>> START Selected excerpt
6. Refine the model: Adj. R^{2}

R^{2} = 1 - \frac{\mathit{SS_{res}}}{\mathit{SS_{tot}}} \text{adj.}R^{2} = 1 - \left( \frac{\mathit{SS_{res}}}{\mathit{SS_{tot}}} \times \frac{N-1}{N-K-1} \right)

  • adding predictors to model will always increase R^{2}
  • takes into account the number of parameters (X variables) K
  • adj. R^{2} will only increase if the new X variable improves the model performance more than what you’d expect by chance

6. Refine the model: Adj. R^{2}

  • start with a full model:
mod.full <- lm(body_mass_g ~ flipper_length_mm + bill_length_mm + bill_depth_mm, data=pdata)
summary(mod.full)$adj.r.squared
[1] 0.4981588
  • then remove a variable (bill_depth_mm) and see what effect it has on adjusted r-squared
mod.red <- lm(body_mass_g ~ flipper_length_mm + bill_length_mm, data=pdata)
summary(mod.red)$adj.r.squared
[1] 0.3867675
  • adj. R^{2} goes down when we remove bill_depth_mm to the model so we should keep it, it’s “worth it”

Refine the model: AIC

AIC \approx \frac{\mathit{SS_{res}}}{\hat{\sigma}^{2}} + 2K

  • better models have low \mathit{SS_{res}} and smallest K
  • lower AIC values are better

6. Refine the model: AIC

  • start with a full model:
mod.full <- lm(body_mass_g ~ flipper_length_mm + bill_length_mm + bill_depth_mm, data=pdata)
>> END Selected excerpt
>> START Data rows
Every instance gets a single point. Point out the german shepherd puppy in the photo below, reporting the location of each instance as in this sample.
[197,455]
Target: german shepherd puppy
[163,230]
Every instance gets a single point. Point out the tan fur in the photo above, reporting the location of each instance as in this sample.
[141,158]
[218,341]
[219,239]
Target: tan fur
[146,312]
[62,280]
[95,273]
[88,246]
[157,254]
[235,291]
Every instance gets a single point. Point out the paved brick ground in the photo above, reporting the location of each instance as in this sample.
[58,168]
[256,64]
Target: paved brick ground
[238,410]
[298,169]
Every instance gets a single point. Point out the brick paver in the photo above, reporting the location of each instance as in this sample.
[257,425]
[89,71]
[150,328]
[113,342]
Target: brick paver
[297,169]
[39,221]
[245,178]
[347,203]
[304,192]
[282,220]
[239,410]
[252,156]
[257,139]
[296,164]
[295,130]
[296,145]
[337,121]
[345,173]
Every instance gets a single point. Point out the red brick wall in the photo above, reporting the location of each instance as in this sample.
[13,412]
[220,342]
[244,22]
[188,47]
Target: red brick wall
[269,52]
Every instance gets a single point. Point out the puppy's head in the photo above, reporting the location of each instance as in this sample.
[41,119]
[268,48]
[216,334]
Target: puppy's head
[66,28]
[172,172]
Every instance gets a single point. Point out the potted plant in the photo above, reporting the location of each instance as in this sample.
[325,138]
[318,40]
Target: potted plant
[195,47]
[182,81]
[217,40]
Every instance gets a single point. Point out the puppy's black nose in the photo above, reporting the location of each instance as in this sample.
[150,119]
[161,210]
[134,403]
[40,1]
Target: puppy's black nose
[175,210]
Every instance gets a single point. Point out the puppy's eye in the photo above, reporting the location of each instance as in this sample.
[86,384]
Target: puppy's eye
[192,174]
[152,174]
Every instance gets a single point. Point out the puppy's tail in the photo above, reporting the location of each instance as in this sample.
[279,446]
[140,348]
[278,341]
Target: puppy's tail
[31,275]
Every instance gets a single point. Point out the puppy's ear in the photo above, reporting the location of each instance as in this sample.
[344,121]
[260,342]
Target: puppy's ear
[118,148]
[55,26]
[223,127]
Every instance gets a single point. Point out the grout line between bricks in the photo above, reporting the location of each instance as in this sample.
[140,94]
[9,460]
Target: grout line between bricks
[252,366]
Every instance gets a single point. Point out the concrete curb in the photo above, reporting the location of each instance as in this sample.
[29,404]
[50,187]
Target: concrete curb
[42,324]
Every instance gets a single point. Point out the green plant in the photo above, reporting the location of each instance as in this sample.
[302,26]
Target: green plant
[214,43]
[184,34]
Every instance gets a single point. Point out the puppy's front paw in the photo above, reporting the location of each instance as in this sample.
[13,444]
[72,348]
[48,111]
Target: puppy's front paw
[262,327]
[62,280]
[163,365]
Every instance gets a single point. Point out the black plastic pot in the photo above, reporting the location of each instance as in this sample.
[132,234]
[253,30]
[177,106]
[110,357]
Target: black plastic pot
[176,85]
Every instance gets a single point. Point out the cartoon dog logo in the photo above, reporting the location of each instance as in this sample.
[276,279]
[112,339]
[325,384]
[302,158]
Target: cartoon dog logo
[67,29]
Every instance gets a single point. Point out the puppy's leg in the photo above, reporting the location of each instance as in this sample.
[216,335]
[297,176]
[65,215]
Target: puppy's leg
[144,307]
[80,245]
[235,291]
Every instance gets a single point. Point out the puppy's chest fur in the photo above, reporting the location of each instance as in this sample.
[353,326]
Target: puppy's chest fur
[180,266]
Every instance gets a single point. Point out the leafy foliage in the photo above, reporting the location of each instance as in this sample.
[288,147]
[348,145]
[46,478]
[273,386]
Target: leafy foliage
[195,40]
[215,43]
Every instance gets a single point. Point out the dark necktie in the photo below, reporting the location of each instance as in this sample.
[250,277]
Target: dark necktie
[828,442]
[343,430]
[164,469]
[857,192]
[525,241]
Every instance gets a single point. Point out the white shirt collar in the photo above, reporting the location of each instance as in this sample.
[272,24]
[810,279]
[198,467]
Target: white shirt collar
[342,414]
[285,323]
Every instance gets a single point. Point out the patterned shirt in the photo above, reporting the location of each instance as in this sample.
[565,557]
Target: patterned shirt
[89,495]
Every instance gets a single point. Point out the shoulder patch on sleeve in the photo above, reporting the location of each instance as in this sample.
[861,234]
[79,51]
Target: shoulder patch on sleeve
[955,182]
>> END Data rows
>> START Data rows
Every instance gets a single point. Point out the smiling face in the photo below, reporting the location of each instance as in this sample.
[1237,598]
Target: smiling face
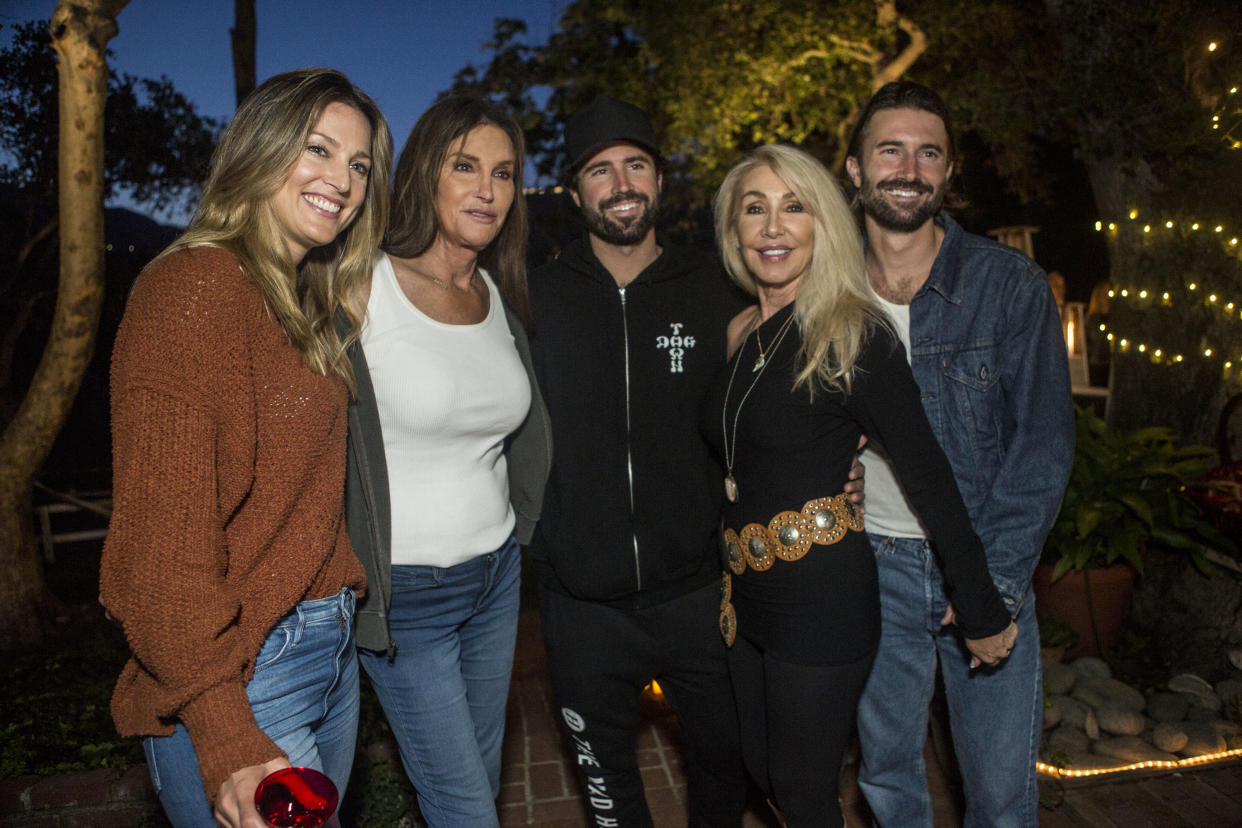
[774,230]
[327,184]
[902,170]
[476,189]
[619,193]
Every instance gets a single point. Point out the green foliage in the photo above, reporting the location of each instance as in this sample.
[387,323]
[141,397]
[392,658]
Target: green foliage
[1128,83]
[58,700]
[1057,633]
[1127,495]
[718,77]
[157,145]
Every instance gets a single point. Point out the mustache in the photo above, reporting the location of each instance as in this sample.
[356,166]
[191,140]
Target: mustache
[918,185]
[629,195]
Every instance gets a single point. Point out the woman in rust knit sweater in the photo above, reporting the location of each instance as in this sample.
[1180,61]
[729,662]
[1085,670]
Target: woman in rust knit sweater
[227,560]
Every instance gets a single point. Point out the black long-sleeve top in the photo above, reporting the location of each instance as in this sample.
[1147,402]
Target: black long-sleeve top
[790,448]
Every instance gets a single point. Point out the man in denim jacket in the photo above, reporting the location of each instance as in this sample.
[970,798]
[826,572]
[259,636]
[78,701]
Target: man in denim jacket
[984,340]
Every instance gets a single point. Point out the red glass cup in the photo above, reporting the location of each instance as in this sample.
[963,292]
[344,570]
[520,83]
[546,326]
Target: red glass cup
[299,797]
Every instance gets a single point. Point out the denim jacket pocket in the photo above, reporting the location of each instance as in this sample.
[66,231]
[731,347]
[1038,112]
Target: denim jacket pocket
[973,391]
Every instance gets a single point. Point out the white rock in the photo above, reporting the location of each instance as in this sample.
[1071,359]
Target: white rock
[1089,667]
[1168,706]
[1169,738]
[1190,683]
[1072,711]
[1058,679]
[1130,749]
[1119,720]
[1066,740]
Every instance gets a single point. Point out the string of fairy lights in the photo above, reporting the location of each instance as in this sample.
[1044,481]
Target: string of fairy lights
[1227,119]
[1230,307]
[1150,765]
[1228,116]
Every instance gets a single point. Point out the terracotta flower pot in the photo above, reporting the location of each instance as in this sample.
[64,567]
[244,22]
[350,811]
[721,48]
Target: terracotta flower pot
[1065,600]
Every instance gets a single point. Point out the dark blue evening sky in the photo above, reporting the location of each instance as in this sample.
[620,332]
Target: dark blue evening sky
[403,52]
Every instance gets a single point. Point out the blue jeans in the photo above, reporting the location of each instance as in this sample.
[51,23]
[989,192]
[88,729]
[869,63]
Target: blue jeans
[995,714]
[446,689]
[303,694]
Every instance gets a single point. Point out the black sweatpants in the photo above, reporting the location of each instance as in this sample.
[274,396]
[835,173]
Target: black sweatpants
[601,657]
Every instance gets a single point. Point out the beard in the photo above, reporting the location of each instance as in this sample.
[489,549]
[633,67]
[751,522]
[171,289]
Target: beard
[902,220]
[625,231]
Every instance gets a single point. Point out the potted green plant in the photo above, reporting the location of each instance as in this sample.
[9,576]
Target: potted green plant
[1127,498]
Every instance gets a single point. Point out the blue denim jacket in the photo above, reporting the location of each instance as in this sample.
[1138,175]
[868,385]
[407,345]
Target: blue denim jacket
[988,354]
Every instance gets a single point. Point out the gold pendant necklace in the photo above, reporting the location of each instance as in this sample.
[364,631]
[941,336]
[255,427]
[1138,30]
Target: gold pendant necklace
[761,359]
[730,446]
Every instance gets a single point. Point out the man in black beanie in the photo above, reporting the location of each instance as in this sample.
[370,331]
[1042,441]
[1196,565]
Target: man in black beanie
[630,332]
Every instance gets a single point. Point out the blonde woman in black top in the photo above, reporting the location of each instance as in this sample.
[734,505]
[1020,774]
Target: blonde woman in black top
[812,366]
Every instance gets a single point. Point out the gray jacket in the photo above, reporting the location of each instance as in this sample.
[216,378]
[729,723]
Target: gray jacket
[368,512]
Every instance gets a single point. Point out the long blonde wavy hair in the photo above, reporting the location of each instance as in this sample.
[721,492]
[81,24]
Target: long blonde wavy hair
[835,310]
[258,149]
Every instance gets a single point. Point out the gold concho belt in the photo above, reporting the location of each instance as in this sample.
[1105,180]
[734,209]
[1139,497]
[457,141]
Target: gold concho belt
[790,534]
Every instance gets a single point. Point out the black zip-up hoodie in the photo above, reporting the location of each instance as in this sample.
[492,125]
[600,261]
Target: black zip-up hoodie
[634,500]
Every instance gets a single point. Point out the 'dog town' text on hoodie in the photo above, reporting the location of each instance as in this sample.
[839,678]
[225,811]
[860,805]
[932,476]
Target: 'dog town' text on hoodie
>> END Data rows
>> START Data rows
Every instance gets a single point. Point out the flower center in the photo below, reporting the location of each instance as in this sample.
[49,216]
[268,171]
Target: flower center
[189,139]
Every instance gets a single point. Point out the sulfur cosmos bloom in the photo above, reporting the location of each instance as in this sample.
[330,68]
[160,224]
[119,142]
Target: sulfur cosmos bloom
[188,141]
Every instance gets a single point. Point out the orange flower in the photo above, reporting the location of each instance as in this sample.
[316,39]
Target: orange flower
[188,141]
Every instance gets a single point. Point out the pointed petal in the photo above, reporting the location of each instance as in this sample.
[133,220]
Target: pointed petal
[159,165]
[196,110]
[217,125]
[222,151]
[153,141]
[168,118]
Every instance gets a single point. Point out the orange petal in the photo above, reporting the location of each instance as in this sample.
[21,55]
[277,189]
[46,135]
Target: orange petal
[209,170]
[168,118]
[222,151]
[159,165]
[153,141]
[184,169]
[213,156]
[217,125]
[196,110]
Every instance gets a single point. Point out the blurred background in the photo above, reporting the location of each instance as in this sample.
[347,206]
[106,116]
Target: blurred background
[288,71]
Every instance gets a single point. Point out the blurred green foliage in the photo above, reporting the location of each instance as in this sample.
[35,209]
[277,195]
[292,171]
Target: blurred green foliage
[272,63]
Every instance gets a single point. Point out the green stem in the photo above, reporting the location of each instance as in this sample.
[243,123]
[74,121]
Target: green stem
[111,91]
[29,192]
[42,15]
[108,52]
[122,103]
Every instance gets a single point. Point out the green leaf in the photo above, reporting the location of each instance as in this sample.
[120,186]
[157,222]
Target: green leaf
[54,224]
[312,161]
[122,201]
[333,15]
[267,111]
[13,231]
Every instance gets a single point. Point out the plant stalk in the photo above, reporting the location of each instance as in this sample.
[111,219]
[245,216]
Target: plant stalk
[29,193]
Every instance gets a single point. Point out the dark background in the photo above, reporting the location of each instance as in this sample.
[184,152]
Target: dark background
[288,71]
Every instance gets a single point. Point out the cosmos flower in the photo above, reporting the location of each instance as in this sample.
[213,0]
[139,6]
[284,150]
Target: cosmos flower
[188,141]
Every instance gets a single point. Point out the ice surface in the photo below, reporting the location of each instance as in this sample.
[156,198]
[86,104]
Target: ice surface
>> END Data rows
Tasks to complete:
1 > Do these statements agree with the excerpt on refining the model? For each, answer yes or no and quote the words of the excerpt that decide it.
(a) The adjusted measure accounts for the number of X variables in the model.
(b) Higher AIC values indicate a better model.
(c) Since dropping bill_depth_mm lowers the adjusted measure, that variable should stay in the model.
2 > In the excerpt on refining the model, what adjusted R-squared value does the full model return?

Answers to each task:
1 >
(a) Yes: "takes into account the number of parameters (X variables) K"
(b) No: "lower AIC values are better"
(c) Yes: "so we should keep it"

2 > 0.4981588